DESCRIPTION OF THE TASK: Rewrite the listing below with "per instance" changed to "for each instance" everywhere it occurs, keeping every other word and line as it is.

Coordinate annotation records:
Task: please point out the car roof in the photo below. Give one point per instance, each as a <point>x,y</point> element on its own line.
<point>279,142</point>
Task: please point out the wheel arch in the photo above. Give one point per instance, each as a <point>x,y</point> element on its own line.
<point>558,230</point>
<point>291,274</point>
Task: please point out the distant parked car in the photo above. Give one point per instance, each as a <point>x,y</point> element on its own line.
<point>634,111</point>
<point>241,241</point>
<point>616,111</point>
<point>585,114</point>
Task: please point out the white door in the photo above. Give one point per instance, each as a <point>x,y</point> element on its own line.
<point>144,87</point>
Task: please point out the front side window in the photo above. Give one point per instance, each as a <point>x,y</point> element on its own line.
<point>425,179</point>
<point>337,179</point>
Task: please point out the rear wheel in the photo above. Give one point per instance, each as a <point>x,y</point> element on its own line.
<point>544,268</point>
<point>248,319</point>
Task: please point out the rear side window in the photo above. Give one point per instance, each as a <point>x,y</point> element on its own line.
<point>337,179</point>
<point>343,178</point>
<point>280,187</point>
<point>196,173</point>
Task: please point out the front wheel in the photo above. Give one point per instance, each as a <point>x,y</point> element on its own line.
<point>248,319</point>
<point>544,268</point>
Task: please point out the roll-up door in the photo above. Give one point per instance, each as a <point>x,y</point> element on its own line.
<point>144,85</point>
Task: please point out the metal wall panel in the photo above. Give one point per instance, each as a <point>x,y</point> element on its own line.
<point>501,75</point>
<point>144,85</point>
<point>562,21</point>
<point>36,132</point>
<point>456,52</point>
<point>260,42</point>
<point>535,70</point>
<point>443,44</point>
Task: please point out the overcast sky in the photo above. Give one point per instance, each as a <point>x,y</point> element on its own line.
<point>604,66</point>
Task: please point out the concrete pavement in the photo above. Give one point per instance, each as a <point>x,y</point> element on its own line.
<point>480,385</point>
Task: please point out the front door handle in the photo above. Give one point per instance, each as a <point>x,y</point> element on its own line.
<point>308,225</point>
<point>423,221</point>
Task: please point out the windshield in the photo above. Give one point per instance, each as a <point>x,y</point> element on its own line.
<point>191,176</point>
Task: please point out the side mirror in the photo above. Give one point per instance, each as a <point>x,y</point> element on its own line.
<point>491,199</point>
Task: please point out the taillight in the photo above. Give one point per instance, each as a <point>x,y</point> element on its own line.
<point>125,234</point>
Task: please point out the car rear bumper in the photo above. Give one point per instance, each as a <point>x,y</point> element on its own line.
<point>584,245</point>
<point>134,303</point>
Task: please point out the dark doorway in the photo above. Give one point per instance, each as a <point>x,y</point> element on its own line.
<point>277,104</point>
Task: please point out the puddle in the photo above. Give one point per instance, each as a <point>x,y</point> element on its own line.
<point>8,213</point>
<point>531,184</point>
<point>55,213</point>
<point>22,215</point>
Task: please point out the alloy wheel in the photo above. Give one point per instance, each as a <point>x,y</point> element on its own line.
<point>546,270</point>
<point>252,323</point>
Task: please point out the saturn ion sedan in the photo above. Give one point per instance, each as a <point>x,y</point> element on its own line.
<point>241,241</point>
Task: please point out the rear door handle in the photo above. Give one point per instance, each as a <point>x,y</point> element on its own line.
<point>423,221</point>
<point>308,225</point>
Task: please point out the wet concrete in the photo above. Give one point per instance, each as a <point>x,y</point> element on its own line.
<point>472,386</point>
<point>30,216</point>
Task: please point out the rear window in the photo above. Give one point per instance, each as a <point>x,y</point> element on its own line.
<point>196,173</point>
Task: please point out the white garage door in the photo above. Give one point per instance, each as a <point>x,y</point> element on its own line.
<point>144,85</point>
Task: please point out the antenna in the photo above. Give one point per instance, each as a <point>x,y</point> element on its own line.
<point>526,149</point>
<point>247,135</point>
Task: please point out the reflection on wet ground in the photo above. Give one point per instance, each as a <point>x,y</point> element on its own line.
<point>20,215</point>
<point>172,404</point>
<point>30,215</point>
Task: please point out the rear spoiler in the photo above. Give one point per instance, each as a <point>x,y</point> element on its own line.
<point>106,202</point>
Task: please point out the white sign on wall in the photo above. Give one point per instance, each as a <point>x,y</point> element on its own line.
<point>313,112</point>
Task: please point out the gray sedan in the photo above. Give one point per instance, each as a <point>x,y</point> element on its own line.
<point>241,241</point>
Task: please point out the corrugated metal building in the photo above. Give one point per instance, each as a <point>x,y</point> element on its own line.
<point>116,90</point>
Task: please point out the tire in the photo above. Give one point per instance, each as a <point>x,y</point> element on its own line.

IN RESPONSE:
Task: please point out the car roof in the photo below. Give one point for each instance, each as a <point>x,y</point> element on its own line.
<point>279,142</point>
Task: please point out the wheel arch in the photo above. Give one point for each instance, each as a <point>x,y</point> element on its own line.
<point>558,230</point>
<point>291,274</point>
Task: please point out the distant parked car in the photo above. Give one point for each instance, each as a <point>x,y</point> element on its own line.
<point>634,111</point>
<point>241,241</point>
<point>616,111</point>
<point>585,114</point>
Task: please point out the white door in the photo above. Give one point for each instance, each as a <point>x,y</point> element on its own line.
<point>144,87</point>
Task: please point out the front side window in the photo above. Give one point for each instance, each as a <point>x,y</point> element on its own line.
<point>425,179</point>
<point>337,179</point>
Task: please point out the rear wheel in the photo above. Give one point for each instance, each as a <point>x,y</point> element on its own line.
<point>544,268</point>
<point>248,319</point>
Task: please point out the rear side window in the photo above. Give one point for each instance, each as a <point>x,y</point> element on its own line.
<point>337,179</point>
<point>343,178</point>
<point>280,187</point>
<point>196,173</point>
Task: please point out the front wheel in the photo above. Give one point for each instance, each as a <point>x,y</point> element on its own line.
<point>248,319</point>
<point>544,268</point>
Task: please point out the roll-up door in the photo above. Give one point for each instance, each as a <point>x,y</point> element on its own line.
<point>144,85</point>
Task: please point out the metal wall panel in the photo above. Give one point for each instance, each as a <point>x,y</point> element on its own line.
<point>501,75</point>
<point>144,85</point>
<point>562,21</point>
<point>36,132</point>
<point>456,52</point>
<point>260,42</point>
<point>535,70</point>
<point>443,44</point>
Task: please point out the overcast sky in the photo above. Give one point for each instance, each as a <point>x,y</point> element on its own line.
<point>604,66</point>
Task: please point out the concrete pavement in the photo above. Give one point for each instance, each as a <point>x,y</point> element on its own line.
<point>480,385</point>
Task: please point out the front door handle in the photo above. Give one point for each instance, each as a <point>x,y</point> element on its own line.
<point>308,225</point>
<point>423,221</point>
Task: please point out the windshield in the photo above. Give one point for each instance, each as a <point>x,y</point> element on its own line.
<point>191,176</point>
Task: please point out the side mirror in the photo above. Give one point for each instance, each as a <point>x,y</point> element on its own line.
<point>491,199</point>
Task: please point out the taillight in the photo above. Give one point for each instance, each as a <point>x,y</point> element on its own line.
<point>125,234</point>
Task: please point out the car rear bumper in the photo above. Give one point for each instance, each as a <point>x,y</point> element on its own line.
<point>584,245</point>
<point>134,303</point>
Task: please point out the dark doorway in the photo above. Give one point for each instance, each as a <point>x,y</point> element on its own line.
<point>277,104</point>
Task: please point out the puddle in the photo above. Give one point for each instance, each as a <point>x,y</point> element on its own line.
<point>8,213</point>
<point>531,184</point>
<point>55,213</point>
<point>22,215</point>
Task: please point out the alloy wheel in the photo above. Give one point for each instance, each as a <point>x,y</point> element on its own line.
<point>546,270</point>
<point>252,323</point>
Task: please point out the saturn ion sedan in the photo above. Give one point for each instance, each as a <point>x,y</point> element on its own line.
<point>241,241</point>
Task: please point out the rear door handle in the photo above. Give one point for each instance, each as a <point>x,y</point> element on its own line.
<point>423,221</point>
<point>308,225</point>
Task: please point out the wet concrete in the photo above. Give one point for each instance, each as a <point>x,y</point> element on its own line.
<point>472,386</point>
<point>30,216</point>
Task: please point out the rear window in the photo above. Give one point for each instance, each as a <point>x,y</point> element on its own line.
<point>196,173</point>
Task: please point out the white garage door in the photo above. Give one point for each instance, each as a <point>x,y</point> element on its own line.
<point>144,85</point>
Task: please point out the antenna in the photo above. Give one point for each instance, each as a <point>x,y</point> element on its own line.
<point>526,149</point>
<point>247,135</point>
Task: please point out the reflection on wet ground in the photo above. Give one point for each instance, each as a <point>x,y</point> element on its own line.
<point>20,215</point>
<point>172,404</point>
<point>30,215</point>
Task: please point out the rear spoiler in the photo above. Give one point for each instance, each as a <point>x,y</point> element on its own line.
<point>106,202</point>
Task: please point out the white sign on wall in the photo above. Give one point for each instance, each as a <point>x,y</point> element on its own line.
<point>313,112</point>
Task: please point out the gray sedan in the photo above. Give one point for each instance, each as a <point>x,y</point> element on its own line.
<point>241,241</point>
Task: please point out the corrugated metal building in the photo above. Give one point for each instance, each as a <point>x,y</point> element on its own line.
<point>116,90</point>
Task: please point out the tire in the photo above. Give one point for each instance, each as a <point>x,y</point> element on its own line.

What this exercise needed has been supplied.